Assignment: Although the entries contain pictures, write out only their text, exactly as it stands.

Supplied data:
-=-=-

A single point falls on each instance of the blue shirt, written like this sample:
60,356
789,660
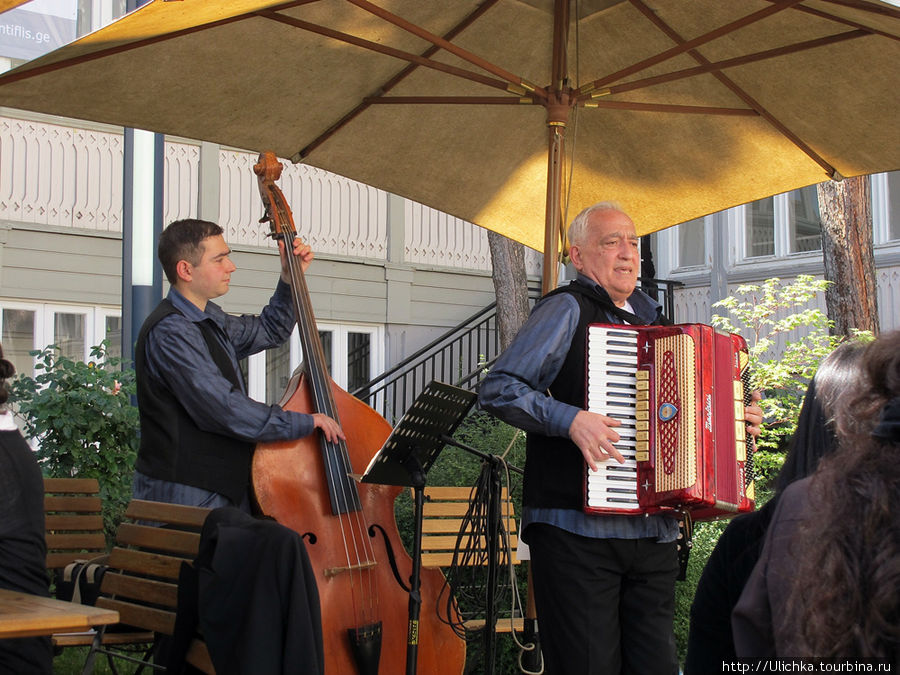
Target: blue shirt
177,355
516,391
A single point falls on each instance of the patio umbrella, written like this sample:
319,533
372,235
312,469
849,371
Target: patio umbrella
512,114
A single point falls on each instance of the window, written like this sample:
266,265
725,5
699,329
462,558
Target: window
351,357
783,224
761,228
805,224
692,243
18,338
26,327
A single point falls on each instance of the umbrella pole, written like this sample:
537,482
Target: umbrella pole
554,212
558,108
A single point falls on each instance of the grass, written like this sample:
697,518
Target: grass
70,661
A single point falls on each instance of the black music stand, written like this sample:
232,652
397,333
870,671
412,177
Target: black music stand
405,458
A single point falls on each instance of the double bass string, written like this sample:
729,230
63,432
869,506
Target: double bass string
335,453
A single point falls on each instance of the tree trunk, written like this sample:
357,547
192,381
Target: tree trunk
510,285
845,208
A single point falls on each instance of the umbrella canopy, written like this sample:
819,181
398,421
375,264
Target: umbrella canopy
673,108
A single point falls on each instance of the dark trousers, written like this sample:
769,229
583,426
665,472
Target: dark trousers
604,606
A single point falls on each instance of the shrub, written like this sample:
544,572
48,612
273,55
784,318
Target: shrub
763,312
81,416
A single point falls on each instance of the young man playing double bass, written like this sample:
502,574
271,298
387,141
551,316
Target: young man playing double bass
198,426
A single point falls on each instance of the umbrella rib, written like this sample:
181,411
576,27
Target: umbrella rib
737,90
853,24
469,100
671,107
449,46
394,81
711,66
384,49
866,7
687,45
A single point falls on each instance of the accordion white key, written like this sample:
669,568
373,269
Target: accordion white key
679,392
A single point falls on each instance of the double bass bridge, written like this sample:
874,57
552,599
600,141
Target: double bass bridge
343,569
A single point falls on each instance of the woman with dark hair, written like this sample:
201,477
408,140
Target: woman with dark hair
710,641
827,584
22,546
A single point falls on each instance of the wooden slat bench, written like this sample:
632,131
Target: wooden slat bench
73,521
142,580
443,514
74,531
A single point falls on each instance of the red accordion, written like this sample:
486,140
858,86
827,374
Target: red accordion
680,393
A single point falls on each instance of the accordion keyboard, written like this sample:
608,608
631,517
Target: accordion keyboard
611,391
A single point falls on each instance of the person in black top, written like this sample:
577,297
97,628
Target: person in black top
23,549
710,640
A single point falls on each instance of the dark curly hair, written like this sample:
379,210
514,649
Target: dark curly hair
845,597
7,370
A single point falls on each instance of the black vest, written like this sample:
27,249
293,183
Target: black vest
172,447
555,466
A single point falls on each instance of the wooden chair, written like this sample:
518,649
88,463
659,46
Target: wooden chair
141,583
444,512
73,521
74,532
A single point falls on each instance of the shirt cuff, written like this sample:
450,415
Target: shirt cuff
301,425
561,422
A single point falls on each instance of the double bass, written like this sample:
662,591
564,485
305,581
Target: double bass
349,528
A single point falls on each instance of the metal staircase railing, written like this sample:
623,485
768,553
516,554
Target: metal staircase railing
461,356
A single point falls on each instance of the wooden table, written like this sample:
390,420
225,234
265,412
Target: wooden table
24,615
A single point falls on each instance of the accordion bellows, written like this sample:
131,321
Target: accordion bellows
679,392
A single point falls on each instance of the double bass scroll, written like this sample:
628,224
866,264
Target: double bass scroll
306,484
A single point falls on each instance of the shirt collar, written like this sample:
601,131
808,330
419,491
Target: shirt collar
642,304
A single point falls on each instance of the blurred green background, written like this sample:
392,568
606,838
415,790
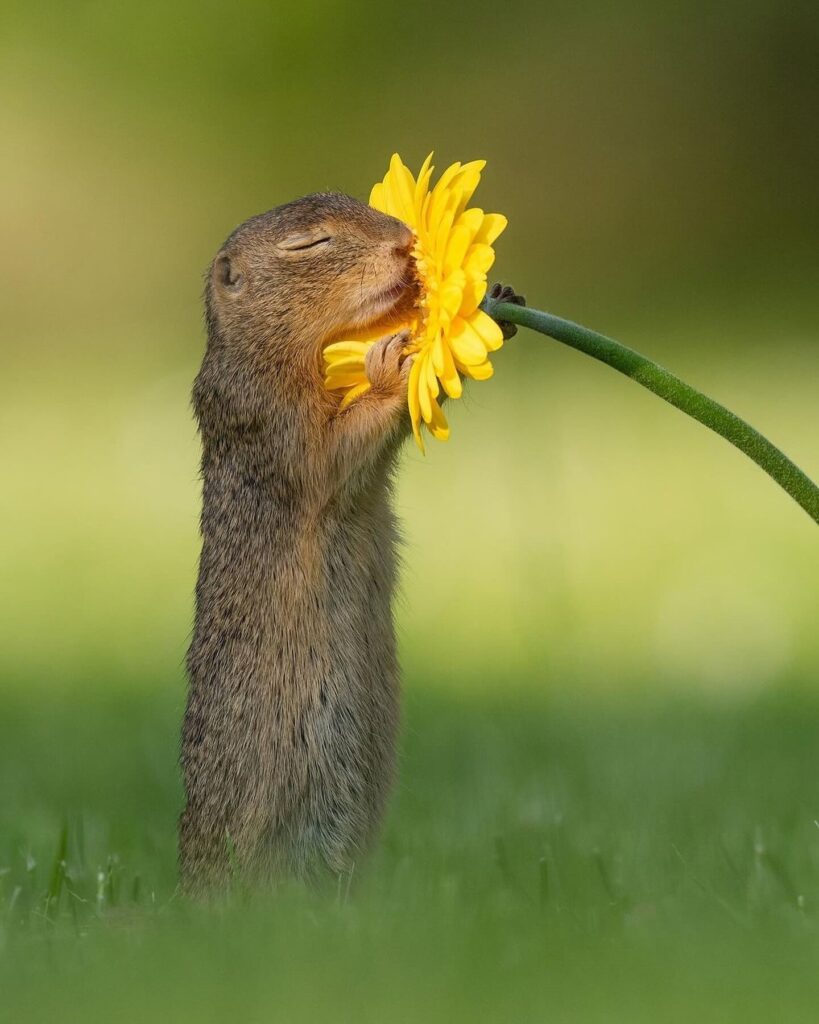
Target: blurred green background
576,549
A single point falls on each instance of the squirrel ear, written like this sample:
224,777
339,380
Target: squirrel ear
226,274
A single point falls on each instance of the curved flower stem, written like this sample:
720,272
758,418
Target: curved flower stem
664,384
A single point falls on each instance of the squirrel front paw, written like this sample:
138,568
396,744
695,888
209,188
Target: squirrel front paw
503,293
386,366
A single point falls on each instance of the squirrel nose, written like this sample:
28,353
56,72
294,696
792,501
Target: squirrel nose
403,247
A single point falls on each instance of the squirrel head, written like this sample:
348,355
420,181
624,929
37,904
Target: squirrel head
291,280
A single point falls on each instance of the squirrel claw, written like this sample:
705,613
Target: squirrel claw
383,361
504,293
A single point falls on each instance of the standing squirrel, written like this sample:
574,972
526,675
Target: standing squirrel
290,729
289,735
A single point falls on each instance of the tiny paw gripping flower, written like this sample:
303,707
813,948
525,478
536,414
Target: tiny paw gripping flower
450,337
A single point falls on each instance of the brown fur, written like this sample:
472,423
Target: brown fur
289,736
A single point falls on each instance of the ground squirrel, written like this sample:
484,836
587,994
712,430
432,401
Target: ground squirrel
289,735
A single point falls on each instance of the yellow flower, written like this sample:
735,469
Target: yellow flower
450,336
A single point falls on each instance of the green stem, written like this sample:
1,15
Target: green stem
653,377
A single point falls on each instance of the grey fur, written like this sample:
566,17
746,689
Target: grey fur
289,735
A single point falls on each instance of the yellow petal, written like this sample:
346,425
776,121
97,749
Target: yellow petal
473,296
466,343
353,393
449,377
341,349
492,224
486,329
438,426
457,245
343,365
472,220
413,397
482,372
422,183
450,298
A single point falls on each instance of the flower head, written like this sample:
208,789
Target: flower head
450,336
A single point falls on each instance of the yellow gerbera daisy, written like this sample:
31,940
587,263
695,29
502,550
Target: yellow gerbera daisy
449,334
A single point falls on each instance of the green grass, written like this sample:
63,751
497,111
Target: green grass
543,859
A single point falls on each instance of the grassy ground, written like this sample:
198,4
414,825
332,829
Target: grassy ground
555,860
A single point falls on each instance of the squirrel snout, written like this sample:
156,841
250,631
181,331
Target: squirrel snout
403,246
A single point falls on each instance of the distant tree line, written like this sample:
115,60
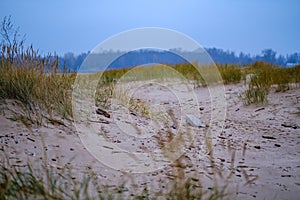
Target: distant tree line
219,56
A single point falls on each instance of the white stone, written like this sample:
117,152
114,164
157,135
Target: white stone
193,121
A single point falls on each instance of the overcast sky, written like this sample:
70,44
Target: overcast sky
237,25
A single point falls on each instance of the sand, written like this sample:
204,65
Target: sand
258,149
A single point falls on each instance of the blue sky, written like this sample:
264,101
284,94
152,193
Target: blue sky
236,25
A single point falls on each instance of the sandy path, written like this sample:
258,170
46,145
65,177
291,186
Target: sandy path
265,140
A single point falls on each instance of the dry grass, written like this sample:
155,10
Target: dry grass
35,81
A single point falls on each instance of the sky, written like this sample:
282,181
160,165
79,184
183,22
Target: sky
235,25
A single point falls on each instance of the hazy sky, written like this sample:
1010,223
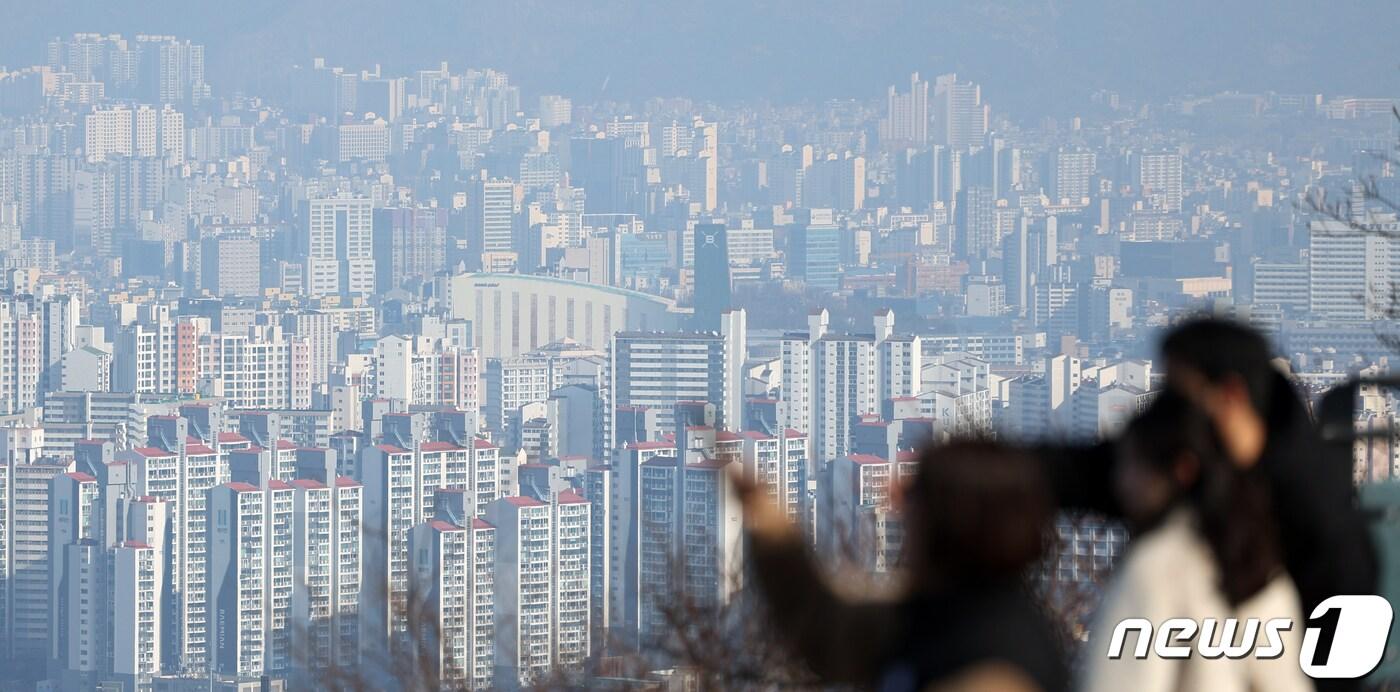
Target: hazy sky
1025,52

-=-=-

Written answer:
A single point falls on each instance of the blue shirt, written like this sample:
60,356
789,660
Target: blue shirt
177,355
516,391
A single point falls on each instance of the patio umbrella, written like this sample:
319,533
372,235
312,469
849,371
Target: patio umbrella
512,114
A single point falls on each instance of the window, written like this sample:
266,265
725,5
699,329
462,558
Target: window
351,357
783,224
761,228
805,224
692,243
18,338
26,327
A single point falls on each instance of the umbrella pole, written like this sample:
537,482
Target: umbrella pole
554,212
558,108
A single point falls on each instance of the grass, written like this sample:
697,518
Target: grass
70,661
A single point falls on each instance of the black music stand, written like this sample:
232,652
397,333
870,671
412,177
Target: black music stand
405,458
A single point falls on each instance of the double bass string, written like this sample:
729,230
63,432
869,506
Target: double bass string
335,453
A single point falls on each instance of the tree trunk, written like this sample:
357,547
192,381
Target: tree trunk
510,285
845,208
A single point falls on each instance of the umbrella canopy, written like this sample:
819,181
398,421
375,264
Target: umbrella canopy
673,108
A single point falls on each instance of the dark trousers, written like this sample:
769,229
583,426
665,472
Target: dark trousers
604,606
A single point falls on each instance of the shrub, written like this sample:
544,572
48,612
273,55
784,318
Target: shrub
763,312
81,416
A single point falls on each instance of the young man playing double bass, written like this sample:
502,574
271,298
387,141
551,316
Target: young man playing double bass
198,426
A single point falls on each instance of the umbrella rib, written like this sample:
181,411
576,27
Target: umbrella rib
737,90
853,24
469,100
671,107
449,46
394,81
711,66
384,49
866,7
687,45
A single point falls on each instance of the accordion white key, written like this sample:
669,568
373,269
Target: accordion white key
679,392
A single point falls on each instance of the double bass bridge, written like this sample:
874,57
552,599
600,141
Target: double bass bridge
343,569
A single point falls on each instance of the woman with dark hair, written like this sample:
201,477
408,140
Target: woman with dark hair
710,641
827,584
22,546
A single point falls on each instance of the wooden slat bench, written like this sample:
632,131
Target: wooden slat bench
73,521
142,580
443,514
74,531
A single point falls on each instance of the red accordion, written like this sample:
486,140
858,86
827,374
Target: red accordion
680,393
A single point falls on each instance of the accordion keyboard, written like this sample:
608,608
631,517
Target: accordion keyboard
611,391
A single point falls on each instance of the person in black top, written like this sample:
577,297
97,628
Target: person in black top
23,549
710,640
A single point falls on each instance of the dark curly hair, written like this sample:
379,210
514,649
Target: dark curly hair
845,597
7,370
A single point falls on each instance of the black vest, written like this sample:
27,249
293,183
Target: black vest
172,447
555,466
A single point falls on each instance of the wooden chair, written like this sample:
518,649
88,463
659,46
Target: wooden chair
141,583
444,512
73,521
74,532
A single point falls on each instance of the shirt cuff, written like this sample:
450,415
Target: shirt cuff
301,425
561,422
A single point falls on each instance of the double bass, written like this sample:
662,591
564,485
305,581
Target: double bass
349,528
A single point falls on each instance of the metal staircase railing, written like this sample:
623,485
768,553
516,554
Target: metal staircase railing
461,356
A single point falls on each instance of the wooden table, written like this sample:
390,420
225,234
265,412
Target: wooden table
24,615
A single point falls on each instance of the accordion bellows, written like this sample:
131,321
Target: accordion bellows
679,392
A single point falls on each instance of the double bass scroll, written like this sample:
628,224
866,264
Target: double bass scroll
306,484
A single point falls on each instance of the shirt collar, written like this sample:
601,131
808,330
419,491
Target: shirt collar
642,304
A single point falls on each instance of the blurred green background, written like this sample:
392,568
606,838
415,790
Target: blurred green background
576,549
A single point falls on each instance of the squirrel ear, written like this sample:
224,777
339,380
Target: squirrel ear
226,274
A single point falls on each instance of the curved flower stem, written like this sample:
720,272
758,418
Target: curved flower stem
664,384
A single point falls on each instance of the squirrel front paw, written like this sample:
138,568
396,744
695,888
209,188
Target: squirrel front paw
503,293
386,366
A single point falls on each instance of the squirrel nose, written like this sample:
28,353
56,72
294,696
792,501
Target: squirrel nose
403,247
A single point falls on each instance of the squirrel head, written like this sample:
348,355
420,181
624,929
37,904
Target: squirrel head
291,280
A single point falls on each instance of the squirrel claw, written like this sample:
705,613
Target: squirrel claw
383,361
504,293
A single point falls on each instance of the standing squirrel, written like this sample:
574,972
526,675
Target: standing squirrel
290,729
289,735
A single point falls on each instance of the tiny paw gripping flower, written like this sample:
303,707
813,948
525,478
536,414
Target: tiny paw gripping flower
450,337
A single point falls on each instance of the brown fur, written like this sample:
472,423
Target: brown fur
289,736
A single point falls on each instance of the ground squirrel, written like this sample:
484,836
587,994
712,430
432,401
Target: ground squirrel
289,735
A single point falls on each instance of the yellow flower, written like this sample:
735,469
Target: yellow flower
450,336
A single point falls on each instance of the green stem, written like this sample:
1,15
Target: green stem
653,377
A single point falls on each instance of the grey fur, written like this sample:
566,17
746,689
Target: grey fur
289,735
A single point falls on each instance of the yellow petal, written like this sample:
346,425
776,121
97,749
Target: yellow petal
473,296
466,343
353,393
449,377
341,349
492,224
486,329
438,426
457,245
343,365
472,220
413,397
482,372
422,183
450,298
A single point falls on each instance of the flower head, written like this sample:
208,789
Target: flower head
450,336
A single point falls on each instance of the yellow gerbera daisy, written like this sample:
31,940
587,263
695,29
502,550
Target: yellow gerbera daisy
449,334
A single point falls on each instance of the green grass, written like this sample:
63,751
497,111
Target: green grass
543,859
A single point falls on each instance of the grassy ground, written like this sample:
198,4
414,825
332,829
Target: grassy ground
555,860
A single point falls on each instance of the squirrel snout, written like this sample:
156,841
250,631
181,331
Target: squirrel snout
403,246
A single point falls on each instance of the distant tree line, written like this sample:
115,60
Target: distant tree line
219,56
A single point falls on each instance of the white stone, written like this sample:
117,152
114,164
157,135
Target: white stone
193,121
A single point falls on each instance of the overcast sky, written like this sample:
70,44
Target: overcast sky
237,25
A single point falls on each instance of the sand, written like this sample:
204,65
Target: sand
258,149
A single point falls on each instance of the blue sky, written like this sample:
264,101
284,94
152,193
Target: blue sky
236,25
A single point falls on each instance of the sandy path, written like this sample:
258,170
46,145
65,177
291,186
Target: sandy path
265,140
A single point falls on each instance of the dry grass, written like this sample:
155,10
Target: dry grass
35,81
A single point falls on each instance of the sky, written like this sample:
282,181
160,165
79,184
183,22
Target: sky
235,25
A single point falls on each instance of the hazy sky, written like this sample:
1010,223
Target: hazy sky
1025,52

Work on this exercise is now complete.